* _Given problem_
Filter the material below down to the lines containing the string "microphone", and copy each of those lines in full.

[Dataset rows showing where objects appear]
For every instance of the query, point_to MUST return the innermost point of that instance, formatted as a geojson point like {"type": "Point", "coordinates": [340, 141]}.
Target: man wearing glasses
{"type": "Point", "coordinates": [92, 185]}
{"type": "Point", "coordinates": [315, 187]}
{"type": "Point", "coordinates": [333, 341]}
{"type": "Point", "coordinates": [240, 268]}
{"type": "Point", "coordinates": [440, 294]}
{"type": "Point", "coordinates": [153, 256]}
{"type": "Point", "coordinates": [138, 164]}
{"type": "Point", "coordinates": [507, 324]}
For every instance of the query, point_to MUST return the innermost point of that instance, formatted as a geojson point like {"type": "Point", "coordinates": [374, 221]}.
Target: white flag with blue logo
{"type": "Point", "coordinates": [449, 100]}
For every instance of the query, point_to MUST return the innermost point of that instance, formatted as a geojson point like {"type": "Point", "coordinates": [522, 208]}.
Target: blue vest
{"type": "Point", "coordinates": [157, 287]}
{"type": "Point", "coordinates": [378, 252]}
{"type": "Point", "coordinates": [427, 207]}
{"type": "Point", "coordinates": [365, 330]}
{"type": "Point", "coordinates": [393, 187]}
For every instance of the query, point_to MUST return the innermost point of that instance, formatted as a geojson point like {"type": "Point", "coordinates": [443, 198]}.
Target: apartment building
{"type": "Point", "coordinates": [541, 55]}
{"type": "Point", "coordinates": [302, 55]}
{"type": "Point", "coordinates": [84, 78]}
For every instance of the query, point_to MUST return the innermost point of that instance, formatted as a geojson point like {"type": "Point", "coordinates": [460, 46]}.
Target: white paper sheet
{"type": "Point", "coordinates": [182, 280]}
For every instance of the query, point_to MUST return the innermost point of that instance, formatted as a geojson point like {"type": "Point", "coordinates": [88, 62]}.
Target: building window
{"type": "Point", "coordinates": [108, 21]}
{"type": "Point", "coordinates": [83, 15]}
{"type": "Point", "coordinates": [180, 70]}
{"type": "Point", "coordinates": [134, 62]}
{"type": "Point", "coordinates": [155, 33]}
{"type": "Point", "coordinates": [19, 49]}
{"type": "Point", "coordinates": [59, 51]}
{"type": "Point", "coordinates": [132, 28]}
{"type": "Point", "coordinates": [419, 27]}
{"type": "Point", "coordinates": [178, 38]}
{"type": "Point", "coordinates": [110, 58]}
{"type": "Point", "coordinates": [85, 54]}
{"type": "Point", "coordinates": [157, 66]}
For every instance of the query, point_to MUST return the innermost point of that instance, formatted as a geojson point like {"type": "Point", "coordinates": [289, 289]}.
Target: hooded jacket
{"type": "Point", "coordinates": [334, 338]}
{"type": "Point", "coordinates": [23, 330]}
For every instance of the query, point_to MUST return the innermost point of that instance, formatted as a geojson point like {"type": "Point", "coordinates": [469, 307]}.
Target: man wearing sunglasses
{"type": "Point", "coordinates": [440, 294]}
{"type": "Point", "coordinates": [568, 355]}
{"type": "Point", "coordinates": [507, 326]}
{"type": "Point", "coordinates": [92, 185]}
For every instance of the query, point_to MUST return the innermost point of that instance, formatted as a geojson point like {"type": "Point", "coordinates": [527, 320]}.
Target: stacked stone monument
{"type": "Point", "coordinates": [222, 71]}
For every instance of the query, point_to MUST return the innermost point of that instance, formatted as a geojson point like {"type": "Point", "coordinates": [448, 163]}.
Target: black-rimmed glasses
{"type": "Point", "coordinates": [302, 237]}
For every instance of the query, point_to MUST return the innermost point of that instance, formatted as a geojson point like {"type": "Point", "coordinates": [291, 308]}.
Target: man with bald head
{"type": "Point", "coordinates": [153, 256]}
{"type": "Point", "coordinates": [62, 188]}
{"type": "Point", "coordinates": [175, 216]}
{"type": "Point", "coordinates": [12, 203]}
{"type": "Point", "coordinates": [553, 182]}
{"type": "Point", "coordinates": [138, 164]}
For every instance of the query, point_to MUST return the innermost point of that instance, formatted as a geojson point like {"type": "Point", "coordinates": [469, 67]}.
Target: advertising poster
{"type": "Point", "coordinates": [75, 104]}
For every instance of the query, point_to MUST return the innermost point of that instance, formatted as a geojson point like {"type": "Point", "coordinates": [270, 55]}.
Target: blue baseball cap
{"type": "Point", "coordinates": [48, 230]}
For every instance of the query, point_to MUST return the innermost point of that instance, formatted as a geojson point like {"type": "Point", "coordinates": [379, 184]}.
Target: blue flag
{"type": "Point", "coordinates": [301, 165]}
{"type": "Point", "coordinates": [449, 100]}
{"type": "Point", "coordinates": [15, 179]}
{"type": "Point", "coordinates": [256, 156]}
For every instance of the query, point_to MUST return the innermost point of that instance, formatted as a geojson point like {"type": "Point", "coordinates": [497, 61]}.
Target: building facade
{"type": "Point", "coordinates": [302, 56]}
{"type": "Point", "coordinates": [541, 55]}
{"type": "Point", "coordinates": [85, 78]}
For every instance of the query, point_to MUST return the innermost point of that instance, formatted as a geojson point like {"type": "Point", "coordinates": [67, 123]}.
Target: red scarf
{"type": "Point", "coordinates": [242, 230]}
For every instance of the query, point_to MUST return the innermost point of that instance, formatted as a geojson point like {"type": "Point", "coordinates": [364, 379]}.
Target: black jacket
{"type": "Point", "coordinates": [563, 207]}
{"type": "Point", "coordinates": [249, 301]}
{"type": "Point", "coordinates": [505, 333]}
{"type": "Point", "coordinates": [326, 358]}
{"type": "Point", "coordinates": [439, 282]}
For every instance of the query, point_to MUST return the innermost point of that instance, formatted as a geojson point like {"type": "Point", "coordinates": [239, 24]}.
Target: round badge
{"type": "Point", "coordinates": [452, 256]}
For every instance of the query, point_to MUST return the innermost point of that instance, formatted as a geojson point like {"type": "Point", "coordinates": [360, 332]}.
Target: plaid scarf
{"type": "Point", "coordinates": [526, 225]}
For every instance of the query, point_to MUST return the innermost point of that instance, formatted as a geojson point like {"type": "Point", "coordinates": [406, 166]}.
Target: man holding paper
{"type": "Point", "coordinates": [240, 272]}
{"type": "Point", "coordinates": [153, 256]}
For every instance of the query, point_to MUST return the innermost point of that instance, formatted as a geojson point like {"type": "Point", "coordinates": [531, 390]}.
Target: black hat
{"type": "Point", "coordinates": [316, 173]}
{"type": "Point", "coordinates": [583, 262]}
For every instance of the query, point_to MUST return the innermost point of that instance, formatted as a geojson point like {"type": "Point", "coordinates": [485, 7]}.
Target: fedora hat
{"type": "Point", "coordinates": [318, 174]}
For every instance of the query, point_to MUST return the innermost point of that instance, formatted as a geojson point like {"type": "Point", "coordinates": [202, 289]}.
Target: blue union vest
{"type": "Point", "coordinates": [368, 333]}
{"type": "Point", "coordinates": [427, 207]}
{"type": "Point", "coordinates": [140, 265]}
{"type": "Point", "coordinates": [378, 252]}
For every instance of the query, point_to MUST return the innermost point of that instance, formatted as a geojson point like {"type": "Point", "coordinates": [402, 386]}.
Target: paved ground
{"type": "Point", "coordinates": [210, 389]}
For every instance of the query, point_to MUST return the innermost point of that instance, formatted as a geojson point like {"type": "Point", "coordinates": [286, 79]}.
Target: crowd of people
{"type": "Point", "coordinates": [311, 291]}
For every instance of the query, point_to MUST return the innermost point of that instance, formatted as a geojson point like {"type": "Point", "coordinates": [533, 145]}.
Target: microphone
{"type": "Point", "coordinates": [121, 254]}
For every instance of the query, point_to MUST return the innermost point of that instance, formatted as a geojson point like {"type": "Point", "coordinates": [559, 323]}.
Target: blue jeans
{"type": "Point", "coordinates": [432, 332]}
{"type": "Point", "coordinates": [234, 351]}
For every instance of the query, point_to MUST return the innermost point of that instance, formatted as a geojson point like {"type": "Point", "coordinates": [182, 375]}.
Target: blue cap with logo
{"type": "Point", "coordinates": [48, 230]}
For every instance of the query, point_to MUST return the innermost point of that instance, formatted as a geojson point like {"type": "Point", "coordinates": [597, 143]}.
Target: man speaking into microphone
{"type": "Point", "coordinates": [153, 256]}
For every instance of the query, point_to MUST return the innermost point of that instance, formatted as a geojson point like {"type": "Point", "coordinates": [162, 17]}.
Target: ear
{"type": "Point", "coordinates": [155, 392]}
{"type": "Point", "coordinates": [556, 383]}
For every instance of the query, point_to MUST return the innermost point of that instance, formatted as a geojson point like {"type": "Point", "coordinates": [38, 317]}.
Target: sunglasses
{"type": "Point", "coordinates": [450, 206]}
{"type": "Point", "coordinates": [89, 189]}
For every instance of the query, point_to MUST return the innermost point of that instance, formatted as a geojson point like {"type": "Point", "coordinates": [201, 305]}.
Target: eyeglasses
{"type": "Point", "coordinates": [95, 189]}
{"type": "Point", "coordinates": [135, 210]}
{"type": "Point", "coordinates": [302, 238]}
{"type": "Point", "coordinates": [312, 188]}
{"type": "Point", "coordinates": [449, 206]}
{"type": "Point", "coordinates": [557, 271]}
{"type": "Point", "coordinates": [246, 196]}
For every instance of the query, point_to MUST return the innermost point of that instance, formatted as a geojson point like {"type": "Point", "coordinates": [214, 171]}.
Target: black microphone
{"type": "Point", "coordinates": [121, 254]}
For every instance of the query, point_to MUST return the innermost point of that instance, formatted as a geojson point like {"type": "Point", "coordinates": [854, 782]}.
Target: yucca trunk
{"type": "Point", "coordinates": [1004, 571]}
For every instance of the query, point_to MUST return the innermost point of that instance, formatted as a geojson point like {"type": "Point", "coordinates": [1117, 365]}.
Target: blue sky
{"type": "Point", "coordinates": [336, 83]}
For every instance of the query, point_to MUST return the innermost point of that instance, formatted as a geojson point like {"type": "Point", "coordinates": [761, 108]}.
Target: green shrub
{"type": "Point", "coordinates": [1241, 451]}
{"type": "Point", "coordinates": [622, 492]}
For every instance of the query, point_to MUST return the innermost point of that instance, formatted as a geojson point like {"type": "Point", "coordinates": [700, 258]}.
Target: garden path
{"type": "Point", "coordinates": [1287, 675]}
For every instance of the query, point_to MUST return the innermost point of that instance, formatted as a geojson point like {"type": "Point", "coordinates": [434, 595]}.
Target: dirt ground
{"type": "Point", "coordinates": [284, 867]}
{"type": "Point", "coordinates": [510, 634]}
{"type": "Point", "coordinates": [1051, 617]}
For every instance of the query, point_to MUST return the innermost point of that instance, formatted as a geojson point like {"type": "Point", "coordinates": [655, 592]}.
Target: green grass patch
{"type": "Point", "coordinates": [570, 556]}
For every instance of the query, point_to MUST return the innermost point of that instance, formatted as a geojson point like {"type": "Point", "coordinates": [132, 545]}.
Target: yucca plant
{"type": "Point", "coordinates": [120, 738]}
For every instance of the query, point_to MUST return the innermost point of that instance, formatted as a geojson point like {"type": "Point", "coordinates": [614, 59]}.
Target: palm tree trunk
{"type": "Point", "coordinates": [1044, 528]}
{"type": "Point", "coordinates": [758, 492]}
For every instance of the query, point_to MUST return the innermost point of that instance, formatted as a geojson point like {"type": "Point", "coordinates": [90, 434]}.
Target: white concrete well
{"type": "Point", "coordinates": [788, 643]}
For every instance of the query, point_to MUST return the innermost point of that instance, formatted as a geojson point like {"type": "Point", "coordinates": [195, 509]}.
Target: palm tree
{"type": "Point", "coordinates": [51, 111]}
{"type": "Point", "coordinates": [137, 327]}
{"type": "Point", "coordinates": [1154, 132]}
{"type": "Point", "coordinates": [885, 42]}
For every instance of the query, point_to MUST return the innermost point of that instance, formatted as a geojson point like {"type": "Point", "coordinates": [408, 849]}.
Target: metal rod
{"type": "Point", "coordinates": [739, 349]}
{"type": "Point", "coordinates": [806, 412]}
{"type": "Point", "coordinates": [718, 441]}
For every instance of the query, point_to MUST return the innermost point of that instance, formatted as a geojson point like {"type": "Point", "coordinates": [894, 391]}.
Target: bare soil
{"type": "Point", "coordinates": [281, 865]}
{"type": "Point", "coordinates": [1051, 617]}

* _The response_
Target: microphone
Target: man speaking into microphone
Target: black microphone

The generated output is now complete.